Rows from a dataset:
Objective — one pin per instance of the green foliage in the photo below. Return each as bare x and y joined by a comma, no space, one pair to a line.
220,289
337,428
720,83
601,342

What to work on: Swap "green foliage" for "potted plant" and reproduce these lines with nothing else altered.

Solution to the exercise:
Objective — one pin per instance of the potted plant in the photo below. Return each as bare x and y joined by a comma, no space, one pair to a line.
220,289
337,428
720,83
601,342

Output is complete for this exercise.